THINGS TO DO
1. Please list the three groups that, according to the passage on the Defence Capability Assurance and Oversight Bill, the witnesses came from.
2. Identify each of the rows that contains the word "blonde", and copy those rows in full. Case counts.

>> Begin TEXT PASSAGE

Defence Capability Assurance and Oversight — Solving Defence Procurement Problems Bills
The Defence Capability Assurance and Oversight Bill 2023 was introduced to the Senate earlier this year and was the subject of an inquiry by the Senate Foreign Affairs, Defence and Trade Committee, eliciting witnesses from currently serving officers within Defence, from academia and from industry, who put forward their views on the current state of Defence’s ability to consistently conduct the test and evaluation that is required to underpin risk assessments around the acquisition, upgrade or introduction into service of the equipment that Australian forces need.
Overwhelmingly, the witnesses supported the introduction and the passage of this bill and the creation of the Defence Capability Assurance Agency.
For those not familiar with the bill, the supplementary explanatory memorandum refreshes us on the outline:
This Bill creates an independent statutory body responsible for assessing the complex risks associated with materiel procurement and sustainment, including but not limited to technical risks pertaining to performance and certification.
That is during the acquisition phase but it also spans right from the start of that phase, ensuring there are robust and accurate articulations of the requirements that a capability needs, through to the introduction into service and the integration with the force in being, so the accountable officers within Defence know they have timely and accurate information upon which to make their decisions and recommendations to government.

>> End TEXT PASSAGE
>> Begin RECORDS SHOWN

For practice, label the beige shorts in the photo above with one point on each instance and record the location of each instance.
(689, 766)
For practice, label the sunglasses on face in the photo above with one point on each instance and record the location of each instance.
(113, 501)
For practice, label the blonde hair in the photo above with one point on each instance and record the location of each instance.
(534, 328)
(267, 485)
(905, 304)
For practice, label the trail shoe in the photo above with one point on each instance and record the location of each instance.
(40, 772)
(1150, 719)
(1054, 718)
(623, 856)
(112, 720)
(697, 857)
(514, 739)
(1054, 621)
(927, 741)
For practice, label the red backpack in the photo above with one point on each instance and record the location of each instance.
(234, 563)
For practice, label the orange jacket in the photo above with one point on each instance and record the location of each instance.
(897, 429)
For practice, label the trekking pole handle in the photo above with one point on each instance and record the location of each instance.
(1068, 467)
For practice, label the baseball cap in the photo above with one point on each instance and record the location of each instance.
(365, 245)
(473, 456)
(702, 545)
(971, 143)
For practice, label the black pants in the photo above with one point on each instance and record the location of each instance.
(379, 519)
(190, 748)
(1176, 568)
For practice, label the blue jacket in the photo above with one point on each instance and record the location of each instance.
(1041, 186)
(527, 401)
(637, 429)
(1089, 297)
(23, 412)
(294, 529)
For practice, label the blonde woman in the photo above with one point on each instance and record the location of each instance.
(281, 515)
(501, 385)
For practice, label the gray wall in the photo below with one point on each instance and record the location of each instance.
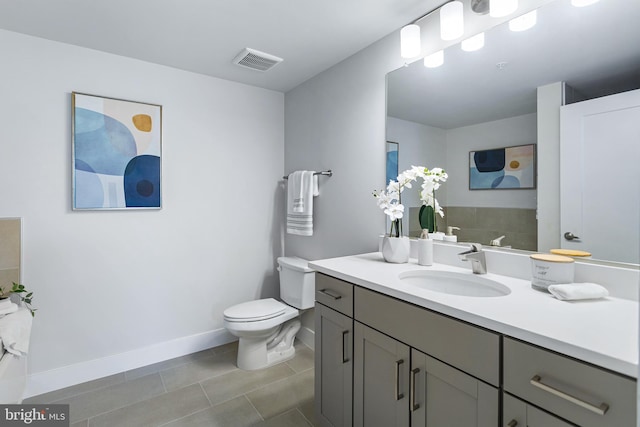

>> End RECORDS SHOWN

WORKED ANSWERS
1. Currently serving officers within Defence, academia, and industry.

2.
For practice, label the blonde hair in the photo above with one point on each instance and record the location of each instance.
For practice, label the blonde woman in the photo above with one point on each instance and record the location of each instance.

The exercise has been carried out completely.